## WHAT THE TASK ASKS:
Reproduce the passage below on the charging nozzle and the receptacle verbatim, in its entirety.

## SOURCE EXTRACT:
--- Begin ---
Further, in the present embodiment, the rotation phase of the charging nozzle 9 need not be fixed at a specific phase when being connected with the receptacle 23. Therefore, a mechanism for adjusting the rotation phase of the charging nozzle 9 at a specific phase need not be provided. Therefore, the structure of the charging nozzle 9 and the receptacle 23 can be simplified, compared with a structure including such a mechanism for adjusting the rotation phase. Thus, a manufacturing cost of the infrared communication system can be reduced.
In addition, in a case where such a mechanism is provided to fix the rotation phase of the charging nozzle 9 at a specific phase when being connected with the receptacle 23, each of the receptacle 23 and the charging nozzle 9 need to conform to a specific standard. When a standard, which the receptacle 23 conforms, is different from a standard, which the charging nozzle 9 conforms, the charging nozzle 9 cannot be connected to the receptacle 23. On the contrary, according to the present embodiment, the rotation phase of the charging nozzle 9 need not be adjusted at a specific phase when connecting with the receptacle 23. Therefore, such a problem of connection can be avoided.
--- End ---
## DATA EXTRACT:
--- Begin ---
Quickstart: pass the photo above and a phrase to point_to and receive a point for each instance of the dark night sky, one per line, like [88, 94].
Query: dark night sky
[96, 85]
--- End ---
## EXERCISE RESPONSE:
Further, in the present embodiment, the rotation phase of the charging nozzle 9 need not be fixed at a specific phase when being connected with the receptacle 23. Therefore, a mechanism for adjusting the rotation phase of the charging nozzle 9 at a specific phase need not be provided. Therefore, the structure of the charging nozzle 9 and the receptacle 23 can be simplified, compared with a structure including such a mechanism for adjusting the rotation phase. Thus, a manufacturing cost of the infrared communication system can be reduced.
In addition, in a case where such a mechanism is provided to fix the rotation phase of the charging nozzle 9 at a specific phase when being connected with the receptacle 23, each of the receptacle 23 and the charging nozzle 9 need to conform to a specific standard. When a standard, which the receptacle 23 conforms, is different from a standard, which the charging nozzle 9 conforms, the charging nozzle 9 cannot be connected to the receptacle 23. On the contrary, according to the present embodiment, the rotation phase of the charging nozzle 9 need not be adjusted at a specific phase when connecting with the receptacle 23. Therefore, such a problem of connection can be avoided.